* Assigned task
Please give again, word for word, the line that contains "Practice step: label each instance of the silver" and every line after it to the end of the data, with no other lines.

* Saved data entries

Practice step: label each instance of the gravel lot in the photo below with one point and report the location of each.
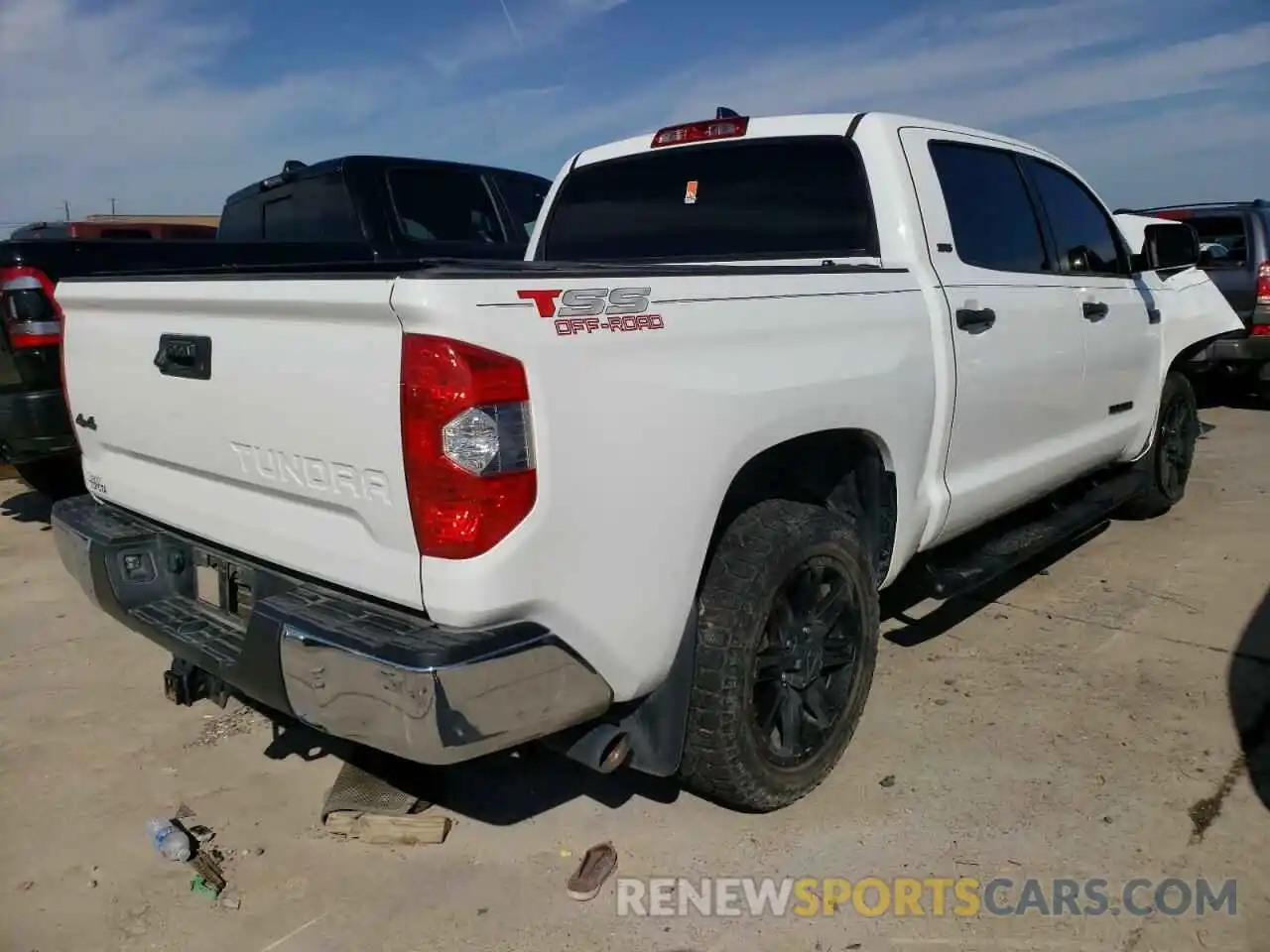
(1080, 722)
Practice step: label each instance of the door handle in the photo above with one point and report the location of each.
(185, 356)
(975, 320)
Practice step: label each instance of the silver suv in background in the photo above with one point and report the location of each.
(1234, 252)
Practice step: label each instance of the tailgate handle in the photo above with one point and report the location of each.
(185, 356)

* Answer space
Practice step: label each instance of the silver suv in background in the photo above with one point and report the location of each.
(1234, 252)
Practice step: label each instance of the tailgate handle in the photo above with one point and report the location of each.
(185, 356)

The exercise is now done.